■ YOUR GOAL ■
Quote all of the data that follows exactly as written, skipping the images.

___ RECORDS PROVIDED

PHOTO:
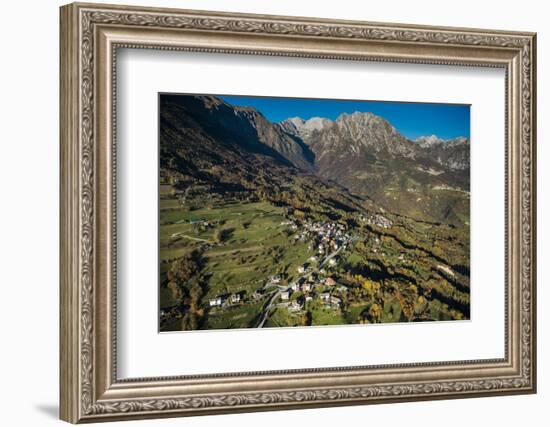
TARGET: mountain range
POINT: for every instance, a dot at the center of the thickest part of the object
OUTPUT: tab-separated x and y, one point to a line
362	155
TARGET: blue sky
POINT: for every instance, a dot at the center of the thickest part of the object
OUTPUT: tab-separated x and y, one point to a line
411	119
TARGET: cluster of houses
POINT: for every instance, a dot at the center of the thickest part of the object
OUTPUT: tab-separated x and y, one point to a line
220	301
326	235
306	286
376	219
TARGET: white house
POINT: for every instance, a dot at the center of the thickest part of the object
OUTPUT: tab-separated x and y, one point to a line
329	281
275	279
295	306
214	302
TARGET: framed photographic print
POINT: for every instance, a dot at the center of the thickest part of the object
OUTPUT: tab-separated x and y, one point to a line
264	212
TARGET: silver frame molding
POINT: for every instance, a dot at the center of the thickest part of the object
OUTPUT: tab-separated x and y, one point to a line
90	37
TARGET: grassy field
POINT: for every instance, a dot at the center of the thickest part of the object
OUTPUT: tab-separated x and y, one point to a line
256	246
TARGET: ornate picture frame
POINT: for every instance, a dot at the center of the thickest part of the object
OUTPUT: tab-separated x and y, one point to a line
90	37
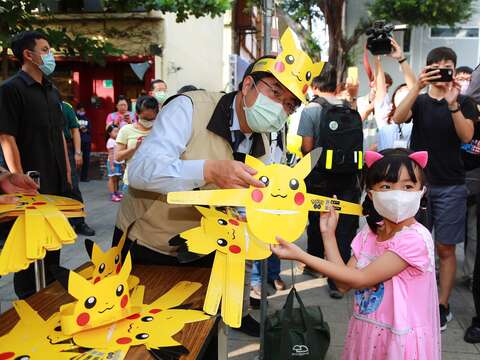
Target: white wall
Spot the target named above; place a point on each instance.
(200, 47)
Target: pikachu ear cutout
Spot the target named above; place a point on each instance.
(308, 162)
(317, 69)
(206, 211)
(253, 162)
(288, 40)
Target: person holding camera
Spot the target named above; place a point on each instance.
(442, 121)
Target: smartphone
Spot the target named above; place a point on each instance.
(445, 73)
(352, 75)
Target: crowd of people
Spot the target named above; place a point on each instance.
(406, 155)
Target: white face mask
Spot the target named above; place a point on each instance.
(397, 205)
(145, 123)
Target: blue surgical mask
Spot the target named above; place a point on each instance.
(265, 115)
(48, 65)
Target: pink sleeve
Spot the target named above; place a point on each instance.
(358, 242)
(412, 248)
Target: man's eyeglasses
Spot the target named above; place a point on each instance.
(278, 94)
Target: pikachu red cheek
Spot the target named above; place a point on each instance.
(83, 319)
(257, 195)
(124, 301)
(299, 198)
(6, 355)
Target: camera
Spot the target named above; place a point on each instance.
(378, 41)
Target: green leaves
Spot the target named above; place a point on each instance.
(422, 12)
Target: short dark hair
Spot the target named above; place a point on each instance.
(258, 75)
(464, 69)
(156, 81)
(441, 53)
(327, 80)
(146, 102)
(186, 88)
(25, 40)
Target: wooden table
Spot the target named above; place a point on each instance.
(157, 280)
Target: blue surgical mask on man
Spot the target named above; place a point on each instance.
(265, 115)
(48, 64)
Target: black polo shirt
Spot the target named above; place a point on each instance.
(32, 113)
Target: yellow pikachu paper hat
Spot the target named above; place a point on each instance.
(292, 67)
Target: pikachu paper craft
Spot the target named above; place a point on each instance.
(232, 244)
(153, 325)
(280, 208)
(107, 263)
(97, 304)
(29, 338)
(41, 226)
(292, 67)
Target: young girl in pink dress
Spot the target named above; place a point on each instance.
(392, 270)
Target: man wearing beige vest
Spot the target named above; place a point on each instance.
(199, 141)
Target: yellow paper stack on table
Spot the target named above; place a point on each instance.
(41, 226)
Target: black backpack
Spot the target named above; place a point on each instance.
(341, 137)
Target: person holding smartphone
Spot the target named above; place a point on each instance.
(442, 121)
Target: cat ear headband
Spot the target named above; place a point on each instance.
(420, 157)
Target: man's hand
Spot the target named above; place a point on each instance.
(427, 76)
(18, 183)
(230, 174)
(78, 160)
(397, 52)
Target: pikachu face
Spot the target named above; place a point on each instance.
(281, 207)
(292, 67)
(222, 232)
(97, 304)
(105, 263)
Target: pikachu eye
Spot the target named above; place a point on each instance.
(222, 242)
(90, 302)
(289, 59)
(294, 184)
(265, 180)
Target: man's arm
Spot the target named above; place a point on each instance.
(11, 153)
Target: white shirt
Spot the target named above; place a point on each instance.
(156, 165)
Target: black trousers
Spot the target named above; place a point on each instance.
(86, 149)
(345, 187)
(476, 271)
(145, 256)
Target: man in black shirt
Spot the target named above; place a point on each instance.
(31, 129)
(442, 121)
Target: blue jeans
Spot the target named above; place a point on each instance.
(273, 265)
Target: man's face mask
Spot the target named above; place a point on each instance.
(265, 115)
(48, 63)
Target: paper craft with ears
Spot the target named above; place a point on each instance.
(41, 226)
(107, 263)
(29, 338)
(232, 244)
(153, 325)
(97, 304)
(280, 208)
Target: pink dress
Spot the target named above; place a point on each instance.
(399, 318)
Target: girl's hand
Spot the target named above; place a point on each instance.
(328, 222)
(286, 250)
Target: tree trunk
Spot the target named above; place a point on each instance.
(333, 13)
(4, 63)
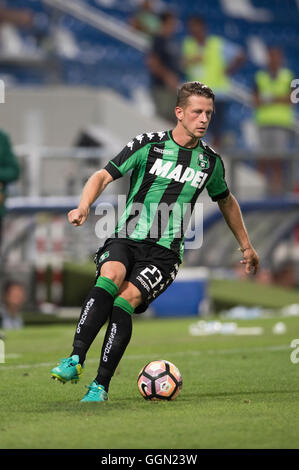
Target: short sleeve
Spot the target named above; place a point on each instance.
(217, 186)
(129, 157)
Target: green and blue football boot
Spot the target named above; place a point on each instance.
(96, 393)
(68, 369)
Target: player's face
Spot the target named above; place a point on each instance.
(196, 116)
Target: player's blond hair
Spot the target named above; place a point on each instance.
(193, 88)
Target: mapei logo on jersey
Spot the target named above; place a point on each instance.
(203, 161)
(166, 170)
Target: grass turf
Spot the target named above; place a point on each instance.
(238, 392)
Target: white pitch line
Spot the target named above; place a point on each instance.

______

■ EXERCISE OUTPUT ■
PHOTO:
TARGET: mountain range
POINT: for every instance, a dot at the center of the thickest part of the object
OUTPUT: tab-separated x and y, one point to a line
362	155
TARGET: blue sky
POINT: for every instance, a dot at the center of the thickest part of the object
OUTPUT: tab-separated x and y, one point to a line
411	119
TARGET: cluster of houses
POINT: for every instance, a dot at the center of the thickest part of the object
OUTPUT: tab-separated x and y, one point to a line
220	301
326	235
306	286
376	219
TARGET: white house
POINT: for every instance, a dot at the center of the thickest part of the object
OUTPUT: tab-separated x and y, one point to a line
329	281
275	279
295	306
214	302
TARGET: framed photographic print
POINT: for every instance, a dot at the center of the thickest part of the object
OUTPUT: tab-separated x and y, one point to a line
264	212
TARGET: silver frame molding
POINT: for every instance, a dot at the center of the thickest part of the object
OUTPUT: tab-separated x and y, one point to a line
90	37
TARGET: grassy field
POINT: for every instance, a dot at the center of the thickest part of the object
OUTPUT: tab-separated x and y, one point to a line
256	246
TARGET: ornate picture frame
POINT: for every instance, a dot at the center of the thickest part of the object
OUTPUT: tab-separated x and y, one point to a line
90	37
Target: white wall
Spot the target named above; place a point on each instance.
(200, 47)
Target: pikachu ear cutout
Spot the target named above; place a point on each instance.
(308, 162)
(317, 69)
(206, 211)
(253, 162)
(288, 40)
Target: person holding camera
Spot the target named above; place a point on each instance.
(442, 121)
Target: smartphone
Spot the target named above; place a point on each instance.
(445, 73)
(352, 75)
Target: crowd of people
Spot the target named above; place a point on each instance.
(406, 155)
Target: white face mask
Spot the target named above; place a point on each instance.
(397, 205)
(145, 123)
Target: blue surgical mask
Spot the target named above; place a point on each instance.
(265, 115)
(48, 65)
Target: pink sleeve
Spot the target named above; place a point on each instance.
(358, 242)
(412, 248)
Target: man's eyeglasses
Spot the target named above; place a point on each instance.
(278, 94)
Target: pikachu red cheek
Spot the target named above; place a point on each instance.
(83, 319)
(257, 195)
(124, 301)
(299, 198)
(6, 355)
Target: camera
Spot the target named above; place a point on each instance.
(378, 41)
Target: green leaves
Spot the target named above; place a point on each instance.
(422, 12)
Target: short dark hair
Spot the target named above; place a point on each instance.
(258, 75)
(464, 69)
(156, 81)
(441, 53)
(327, 80)
(146, 102)
(186, 88)
(25, 40)
Target: wooden table
Spot the target named above; place a point on each instance.
(157, 280)
Target: blue surgical mask on man
Spot the target named above; place a point on each instance.
(265, 115)
(48, 64)
Target: black polo shirt
Spot the target named above; place a point on each instance.
(32, 113)
Target: yellow pikachu paper hat
Spot the target named above; place a point on each instance.
(292, 67)
Target: pikachu paper craft
Spot the target named above; place a point on each instance.
(232, 244)
(153, 325)
(280, 208)
(107, 263)
(97, 304)
(29, 338)
(41, 226)
(292, 67)
Target: young girl in pink dress
Spot the target named above; place a point on each instance.
(392, 270)
Target: man wearing beige vest
Spot the target named above; place a point on each instance.
(199, 141)
Target: yellow paper stack on table
Spot the target named above; place a point on each instance.
(41, 226)
Target: black backpack
Spot the target named above; place a point on each instance.
(341, 137)
Target: person holding smartphone
Spot the target named above; place a point on each instance.
(442, 121)
Target: cat ear headband
Spot the target named above; place a point on each instance.
(420, 157)
Target: man's hand
Spot the target named above; place a point on each instance.
(427, 76)
(18, 183)
(230, 174)
(78, 160)
(397, 52)
Target: pikachu face
Spot the target named above; place a point on each instance.
(281, 207)
(292, 67)
(222, 232)
(97, 304)
(105, 263)
Target: pikachu eye
Spot the target named above; place a point on each instance.
(222, 242)
(90, 302)
(289, 59)
(294, 184)
(265, 180)
Target: man's arm
Spot the target named above; place a point on each instance.
(11, 153)
Target: white shirt
Spot the target named above; place a point on each instance.
(156, 165)
Target: black trousers
Spot the target named above; place a point on each instance.
(86, 149)
(345, 187)
(476, 271)
(145, 256)
Target: man in black shirt
Spot the target named above; place a point on each instance.
(31, 129)
(442, 121)
Target: blue jeans
Spot the target named above; place a point on each instance.
(273, 265)
Target: man's face mask
Spot the target named above; place a point on each instance.
(265, 115)
(48, 63)
Target: paper craft with ears
Spot the target named above; place a point on each instance.
(41, 226)
(107, 263)
(29, 338)
(232, 244)
(153, 325)
(97, 304)
(280, 208)
Target: pink dress
Spot the target named above; place a point on each instance.
(399, 318)
Target: girl's hand
Spot the target named above; place a point on each instance.
(328, 222)
(286, 250)
Target: tree trunk
Spot the target named above; place a point on each instance.
(333, 13)
(4, 63)
Target: short sleeve
Spot the target named above; place a point on each instance.
(217, 186)
(129, 157)
Target: green and blue football boot
Spot the target named above; place a point on each instance.
(96, 393)
(68, 369)
Target: player's face
Spot the target named above; place a point on each instance.
(196, 116)
Target: player's blond hair
Spot the target named above; place a point on each instance.
(193, 88)
Target: mapei logo on jersey
Spot the target named above; place a point on each instance.
(203, 161)
(166, 170)
Target: grass turf
Spot the target named above; place a point on each instance.
(238, 392)
Target: white pitch line
Spot the target named above; place a point on each instance.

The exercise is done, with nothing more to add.